● MATERIALS PROVIDED
────────────────────

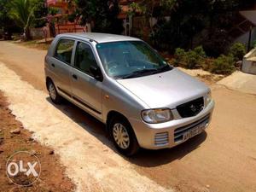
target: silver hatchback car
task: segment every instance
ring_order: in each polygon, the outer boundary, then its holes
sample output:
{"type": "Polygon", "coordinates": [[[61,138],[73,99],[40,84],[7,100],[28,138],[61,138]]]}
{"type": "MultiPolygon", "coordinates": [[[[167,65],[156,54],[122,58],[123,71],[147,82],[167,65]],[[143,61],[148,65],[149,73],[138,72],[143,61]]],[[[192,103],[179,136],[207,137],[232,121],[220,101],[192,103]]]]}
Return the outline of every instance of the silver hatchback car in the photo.
{"type": "Polygon", "coordinates": [[[201,133],[214,107],[207,86],[131,37],[58,35],[45,56],[45,77],[54,103],[64,97],[106,124],[125,155],[201,133]]]}

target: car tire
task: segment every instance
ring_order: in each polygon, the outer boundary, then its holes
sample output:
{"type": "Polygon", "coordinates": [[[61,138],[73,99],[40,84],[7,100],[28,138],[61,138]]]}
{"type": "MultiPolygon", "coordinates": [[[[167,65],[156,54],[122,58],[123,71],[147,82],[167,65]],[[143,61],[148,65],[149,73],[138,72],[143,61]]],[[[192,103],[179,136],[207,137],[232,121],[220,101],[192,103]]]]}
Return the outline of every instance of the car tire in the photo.
{"type": "Polygon", "coordinates": [[[52,81],[49,81],[47,83],[47,90],[49,91],[50,100],[55,104],[61,104],[62,102],[62,97],[58,94],[55,85],[52,81]]]}
{"type": "Polygon", "coordinates": [[[125,155],[132,156],[140,147],[130,123],[123,117],[114,117],[109,123],[109,134],[118,151],[125,155]]]}

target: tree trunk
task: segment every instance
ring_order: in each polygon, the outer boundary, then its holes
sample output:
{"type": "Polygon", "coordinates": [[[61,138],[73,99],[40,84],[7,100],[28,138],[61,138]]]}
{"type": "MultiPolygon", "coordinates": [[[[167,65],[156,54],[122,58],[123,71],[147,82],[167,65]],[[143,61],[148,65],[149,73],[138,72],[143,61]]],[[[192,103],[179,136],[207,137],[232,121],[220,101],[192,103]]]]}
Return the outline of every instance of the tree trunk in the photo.
{"type": "Polygon", "coordinates": [[[27,26],[24,29],[24,33],[25,33],[25,38],[26,38],[26,41],[31,40],[32,39],[32,36],[30,33],[30,27],[27,26]]]}

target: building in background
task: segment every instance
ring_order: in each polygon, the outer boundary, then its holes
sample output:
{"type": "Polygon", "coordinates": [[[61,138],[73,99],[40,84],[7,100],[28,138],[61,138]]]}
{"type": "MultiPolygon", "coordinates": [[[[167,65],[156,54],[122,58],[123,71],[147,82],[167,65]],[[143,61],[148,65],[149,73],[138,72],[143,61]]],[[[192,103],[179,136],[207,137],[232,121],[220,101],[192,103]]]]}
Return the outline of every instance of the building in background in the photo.
{"type": "Polygon", "coordinates": [[[69,6],[67,0],[47,0],[48,7],[55,8],[58,13],[55,15],[49,15],[49,27],[50,35],[65,32],[90,32],[90,25],[80,26],[78,21],[70,22],[68,15],[72,14],[73,8],[69,6]],[[55,33],[55,34],[52,34],[55,33]]]}
{"type": "Polygon", "coordinates": [[[230,34],[234,42],[241,42],[247,45],[250,42],[252,45],[256,41],[256,6],[239,12],[236,25],[230,34]]]}

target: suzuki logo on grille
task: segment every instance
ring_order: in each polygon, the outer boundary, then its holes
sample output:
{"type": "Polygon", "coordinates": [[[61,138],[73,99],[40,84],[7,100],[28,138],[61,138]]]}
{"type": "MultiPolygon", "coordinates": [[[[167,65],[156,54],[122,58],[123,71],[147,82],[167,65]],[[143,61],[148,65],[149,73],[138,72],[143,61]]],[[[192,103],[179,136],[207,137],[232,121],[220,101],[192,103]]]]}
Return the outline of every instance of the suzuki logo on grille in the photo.
{"type": "Polygon", "coordinates": [[[193,112],[196,112],[196,111],[197,111],[196,106],[195,106],[195,105],[193,105],[193,104],[189,106],[189,108],[190,108],[191,111],[193,111],[193,112]]]}

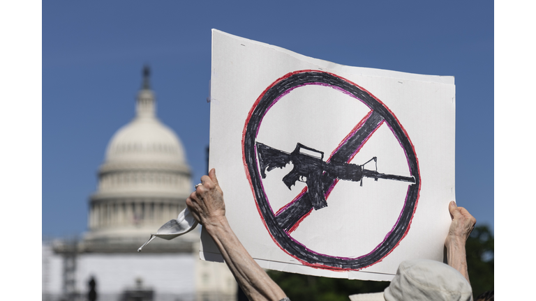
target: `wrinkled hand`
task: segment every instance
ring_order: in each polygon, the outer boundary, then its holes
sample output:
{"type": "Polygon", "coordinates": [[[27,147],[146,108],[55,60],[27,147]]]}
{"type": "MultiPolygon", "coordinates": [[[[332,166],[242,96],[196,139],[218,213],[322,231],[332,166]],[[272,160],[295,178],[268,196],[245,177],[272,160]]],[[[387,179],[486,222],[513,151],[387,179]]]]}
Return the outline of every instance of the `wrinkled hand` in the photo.
{"type": "Polygon", "coordinates": [[[452,222],[449,229],[449,235],[445,241],[448,247],[452,243],[459,242],[465,245],[466,240],[475,228],[477,219],[463,207],[458,207],[456,202],[451,201],[449,204],[449,211],[452,218],[452,222]]]}
{"type": "Polygon", "coordinates": [[[201,177],[201,183],[186,199],[186,206],[193,217],[202,225],[214,224],[225,218],[223,192],[218,184],[216,169],[201,177]]]}

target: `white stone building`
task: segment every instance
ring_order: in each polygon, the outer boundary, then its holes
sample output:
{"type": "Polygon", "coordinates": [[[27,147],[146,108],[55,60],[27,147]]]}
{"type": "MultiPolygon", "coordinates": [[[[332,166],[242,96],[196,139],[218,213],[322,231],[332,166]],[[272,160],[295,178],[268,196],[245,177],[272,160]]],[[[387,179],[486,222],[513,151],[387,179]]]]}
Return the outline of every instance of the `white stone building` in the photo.
{"type": "Polygon", "coordinates": [[[99,167],[89,231],[78,241],[43,242],[43,300],[87,300],[91,278],[98,301],[236,300],[227,266],[199,260],[199,229],[137,252],[186,208],[192,190],[182,144],[156,116],[146,68],[135,117],[114,134],[99,167]]]}

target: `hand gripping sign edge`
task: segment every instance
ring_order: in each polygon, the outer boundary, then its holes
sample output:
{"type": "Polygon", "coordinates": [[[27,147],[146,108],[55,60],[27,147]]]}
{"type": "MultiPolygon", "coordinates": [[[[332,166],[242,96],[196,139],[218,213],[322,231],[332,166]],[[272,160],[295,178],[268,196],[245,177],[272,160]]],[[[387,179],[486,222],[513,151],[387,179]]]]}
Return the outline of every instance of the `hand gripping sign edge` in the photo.
{"type": "MultiPolygon", "coordinates": [[[[261,93],[249,111],[243,131],[242,152],[246,174],[265,226],[272,240],[282,250],[305,265],[332,270],[357,270],[368,267],[391,253],[410,229],[420,191],[419,164],[413,145],[396,117],[380,100],[341,77],[318,70],[299,70],[288,73],[274,82],[261,93]],[[272,105],[290,91],[311,84],[329,86],[357,98],[368,107],[373,114],[380,116],[381,121],[378,126],[382,122],[386,122],[402,146],[408,159],[410,174],[415,178],[415,183],[408,186],[400,217],[391,231],[374,249],[359,257],[345,258],[321,254],[294,240],[288,234],[288,229],[285,230],[284,227],[282,228],[278,222],[262,188],[255,147],[255,139],[262,118],[272,105]]],[[[347,157],[345,160],[350,159],[347,157]]]]}

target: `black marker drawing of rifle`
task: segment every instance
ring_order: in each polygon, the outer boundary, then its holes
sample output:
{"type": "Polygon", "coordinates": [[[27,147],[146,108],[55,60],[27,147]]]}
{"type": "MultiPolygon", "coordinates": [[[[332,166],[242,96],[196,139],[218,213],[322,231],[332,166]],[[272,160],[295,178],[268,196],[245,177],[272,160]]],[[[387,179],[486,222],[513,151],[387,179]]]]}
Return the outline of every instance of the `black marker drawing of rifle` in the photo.
{"type": "Polygon", "coordinates": [[[362,186],[363,185],[363,178],[371,178],[376,181],[381,178],[409,182],[412,184],[415,183],[415,178],[413,176],[380,173],[378,171],[365,169],[364,165],[371,161],[374,160],[375,162],[377,162],[376,157],[373,157],[362,165],[345,162],[327,162],[323,160],[323,152],[306,146],[300,143],[298,143],[294,150],[290,153],[260,142],[257,142],[256,146],[260,174],[262,178],[266,178],[267,171],[270,171],[276,167],[283,168],[292,162],[294,167],[288,174],[283,178],[283,182],[288,189],[291,189],[296,181],[305,182],[311,205],[315,210],[327,206],[322,191],[322,176],[325,173],[339,180],[360,182],[362,186]]]}

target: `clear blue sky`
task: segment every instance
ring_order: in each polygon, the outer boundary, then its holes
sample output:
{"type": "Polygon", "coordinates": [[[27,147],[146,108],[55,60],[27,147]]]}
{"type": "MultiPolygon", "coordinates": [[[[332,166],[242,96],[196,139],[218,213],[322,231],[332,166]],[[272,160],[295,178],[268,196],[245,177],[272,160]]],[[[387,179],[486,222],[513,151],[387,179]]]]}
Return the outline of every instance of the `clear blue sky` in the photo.
{"type": "Polygon", "coordinates": [[[212,28],[344,65],[454,76],[456,200],[493,228],[493,1],[54,1],[42,24],[43,236],[87,229],[144,64],[194,183],[205,173],[212,28]]]}

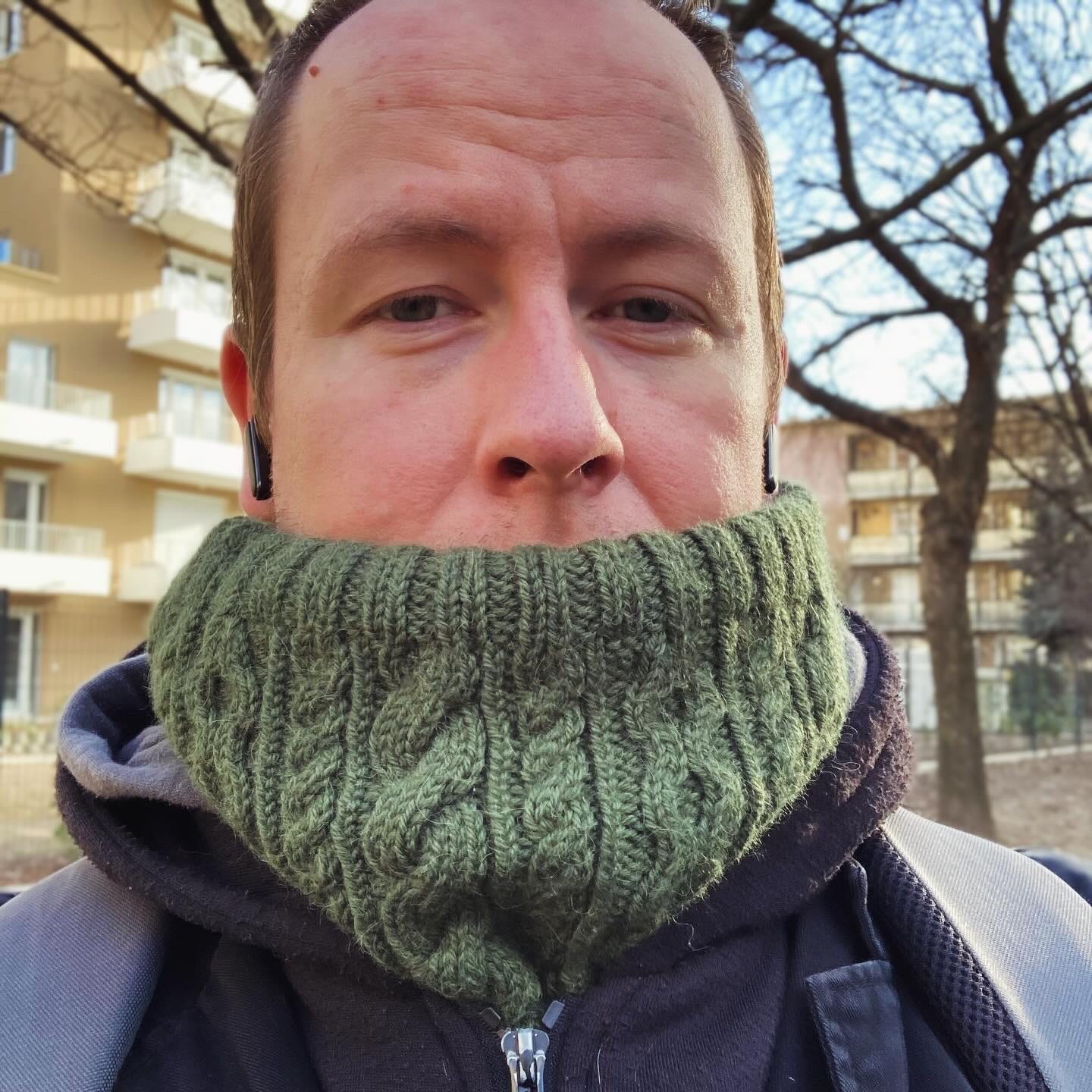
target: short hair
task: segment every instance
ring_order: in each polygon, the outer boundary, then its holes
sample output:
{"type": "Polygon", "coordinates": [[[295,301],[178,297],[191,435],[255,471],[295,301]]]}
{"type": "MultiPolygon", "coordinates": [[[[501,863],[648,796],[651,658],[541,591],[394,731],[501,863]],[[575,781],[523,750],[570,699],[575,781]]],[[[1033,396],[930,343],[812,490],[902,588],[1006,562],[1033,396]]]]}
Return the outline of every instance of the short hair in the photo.
{"type": "MultiPolygon", "coordinates": [[[[273,366],[274,223],[285,118],[300,73],[322,41],[370,0],[318,0],[276,49],[258,94],[258,105],[239,158],[233,227],[233,334],[247,360],[254,417],[269,439],[269,377],[273,366]]],[[[736,66],[735,45],[711,17],[711,0],[644,0],[697,46],[724,93],[743,146],[755,219],[755,264],[768,372],[767,417],[772,419],[781,385],[784,293],[773,205],[770,158],[747,87],[736,66]]]]}

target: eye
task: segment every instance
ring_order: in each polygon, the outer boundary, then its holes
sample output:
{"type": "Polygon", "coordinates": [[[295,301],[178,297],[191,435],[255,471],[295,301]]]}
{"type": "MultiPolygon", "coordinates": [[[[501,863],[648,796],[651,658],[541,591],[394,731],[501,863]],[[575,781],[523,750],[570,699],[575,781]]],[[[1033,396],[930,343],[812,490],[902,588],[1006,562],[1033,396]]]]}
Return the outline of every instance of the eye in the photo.
{"type": "Polygon", "coordinates": [[[689,316],[669,299],[662,299],[658,296],[631,296],[629,299],[616,304],[607,309],[607,314],[622,309],[622,318],[631,322],[643,322],[645,324],[658,325],[670,319],[686,320],[689,316]]]}
{"type": "Polygon", "coordinates": [[[393,322],[429,322],[443,314],[450,314],[459,308],[442,296],[418,295],[399,296],[382,307],[377,308],[368,318],[390,319],[393,322]],[[449,308],[448,311],[442,311],[449,308]]]}

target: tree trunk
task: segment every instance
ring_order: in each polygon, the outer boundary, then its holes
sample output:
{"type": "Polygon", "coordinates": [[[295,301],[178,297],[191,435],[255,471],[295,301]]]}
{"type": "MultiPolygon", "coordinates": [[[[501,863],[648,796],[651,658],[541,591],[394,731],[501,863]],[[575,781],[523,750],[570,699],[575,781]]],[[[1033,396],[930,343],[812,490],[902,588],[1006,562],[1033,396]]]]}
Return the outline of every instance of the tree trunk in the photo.
{"type": "Polygon", "coordinates": [[[937,703],[939,815],[941,822],[993,838],[966,594],[977,513],[953,508],[942,489],[922,506],[922,605],[937,703]]]}

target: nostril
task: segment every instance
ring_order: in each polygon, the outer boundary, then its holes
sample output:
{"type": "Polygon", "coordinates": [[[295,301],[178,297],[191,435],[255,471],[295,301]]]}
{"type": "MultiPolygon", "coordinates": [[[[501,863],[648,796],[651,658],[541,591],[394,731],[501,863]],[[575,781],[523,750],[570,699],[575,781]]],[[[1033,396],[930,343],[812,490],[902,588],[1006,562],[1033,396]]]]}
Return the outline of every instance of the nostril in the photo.
{"type": "Polygon", "coordinates": [[[531,464],[525,463],[522,459],[506,455],[500,461],[500,473],[505,477],[521,478],[529,470],[531,470],[531,464]]]}

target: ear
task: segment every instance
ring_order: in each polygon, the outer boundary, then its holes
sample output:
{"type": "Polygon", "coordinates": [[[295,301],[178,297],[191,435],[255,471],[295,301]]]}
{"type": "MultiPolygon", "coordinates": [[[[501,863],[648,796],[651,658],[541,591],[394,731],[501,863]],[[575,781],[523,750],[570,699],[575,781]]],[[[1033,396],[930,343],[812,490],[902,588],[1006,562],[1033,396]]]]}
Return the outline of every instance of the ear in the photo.
{"type": "MultiPolygon", "coordinates": [[[[224,388],[224,397],[227,400],[232,415],[241,432],[253,414],[254,402],[250,390],[247,358],[242,355],[242,349],[239,348],[230,325],[224,331],[224,340],[219,348],[219,382],[221,387],[224,388]]],[[[239,507],[251,519],[273,523],[276,515],[273,499],[256,500],[250,491],[250,478],[246,466],[242,465],[241,456],[239,465],[242,470],[242,479],[239,483],[239,507]]]]}

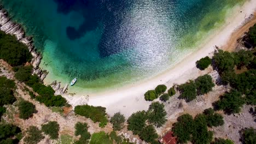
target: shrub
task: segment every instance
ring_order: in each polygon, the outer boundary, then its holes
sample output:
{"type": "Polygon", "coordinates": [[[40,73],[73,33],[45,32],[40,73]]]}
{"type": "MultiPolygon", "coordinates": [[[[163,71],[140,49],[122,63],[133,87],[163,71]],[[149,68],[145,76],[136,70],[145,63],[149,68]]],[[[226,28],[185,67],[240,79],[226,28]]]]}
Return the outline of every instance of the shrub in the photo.
{"type": "Polygon", "coordinates": [[[194,130],[193,117],[189,114],[183,115],[177,118],[172,128],[173,134],[177,136],[179,143],[187,143],[191,139],[191,133],[194,130]]]}
{"type": "Polygon", "coordinates": [[[32,58],[25,44],[18,41],[15,36],[0,31],[0,59],[11,66],[17,66],[30,62],[32,58]]]}
{"type": "Polygon", "coordinates": [[[239,113],[241,107],[245,103],[242,94],[236,90],[232,89],[221,97],[220,100],[215,103],[218,110],[223,110],[228,113],[239,113]]]}
{"type": "Polygon", "coordinates": [[[205,70],[212,63],[212,59],[207,56],[196,61],[196,67],[200,70],[205,70]]]}
{"type": "Polygon", "coordinates": [[[78,122],[75,124],[75,135],[80,135],[79,140],[75,143],[88,143],[91,137],[91,134],[88,132],[89,127],[87,123],[78,122]]]}
{"type": "Polygon", "coordinates": [[[197,93],[204,94],[211,91],[214,86],[214,83],[212,82],[212,77],[209,75],[200,76],[195,80],[197,93]]]}
{"type": "Polygon", "coordinates": [[[154,90],[149,90],[147,91],[144,94],[145,100],[147,101],[152,101],[158,98],[158,95],[154,90]]]}
{"type": "Polygon", "coordinates": [[[234,144],[234,142],[229,139],[216,139],[213,144],[234,144]]]}
{"type": "Polygon", "coordinates": [[[164,93],[164,94],[161,95],[161,97],[160,97],[160,100],[164,102],[166,102],[166,101],[169,100],[169,99],[170,99],[170,96],[167,93],[164,93]]]}
{"type": "Polygon", "coordinates": [[[110,120],[110,122],[113,124],[114,130],[120,130],[123,129],[125,122],[125,117],[120,112],[115,113],[110,120]]]}
{"type": "Polygon", "coordinates": [[[95,123],[99,122],[101,127],[107,125],[108,119],[105,107],[88,105],[78,105],[75,107],[74,112],[75,114],[90,118],[95,123]]]}
{"type": "Polygon", "coordinates": [[[189,102],[196,98],[196,85],[194,81],[190,80],[189,83],[186,83],[179,86],[179,88],[182,94],[179,98],[189,102]]]}
{"type": "Polygon", "coordinates": [[[167,113],[164,105],[159,102],[151,104],[147,111],[148,122],[159,128],[165,124],[166,121],[167,113]]]}
{"type": "Polygon", "coordinates": [[[57,139],[59,137],[60,125],[55,121],[51,121],[48,123],[42,125],[42,130],[45,134],[49,135],[51,139],[57,139]]]}
{"type": "Polygon", "coordinates": [[[168,94],[169,94],[170,97],[172,97],[172,95],[174,95],[176,93],[175,92],[175,89],[174,88],[171,87],[168,90],[168,94]]]}
{"type": "Polygon", "coordinates": [[[99,133],[94,133],[91,136],[90,144],[112,144],[109,136],[102,131],[99,133]]]}
{"type": "Polygon", "coordinates": [[[32,103],[25,100],[21,100],[18,105],[20,112],[19,117],[26,119],[33,116],[33,113],[37,112],[36,106],[32,103]]]}
{"type": "Polygon", "coordinates": [[[246,129],[243,133],[243,141],[245,144],[256,143],[256,129],[252,128],[246,129]]]}
{"type": "Polygon", "coordinates": [[[44,138],[42,131],[35,126],[30,126],[26,132],[27,136],[24,138],[24,141],[26,143],[37,144],[44,138]]]}
{"type": "Polygon", "coordinates": [[[152,125],[147,125],[144,128],[139,136],[142,140],[150,143],[153,143],[158,137],[155,128],[152,125]]]}
{"type": "Polygon", "coordinates": [[[164,93],[166,91],[167,87],[165,85],[158,85],[155,88],[155,91],[158,95],[164,93]]]}
{"type": "Polygon", "coordinates": [[[139,134],[142,129],[146,126],[146,120],[147,115],[144,111],[132,113],[127,120],[128,130],[131,130],[134,135],[139,134]]]}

────────────────────

● PROBLEM TO WORK ON
List each line in the items above that contains the string "tire". Count only matches with the same uppercase and lowercase letters.

● FULL OUTPUT
target: car tire
Return the outline of every instance of the car tire in the photo.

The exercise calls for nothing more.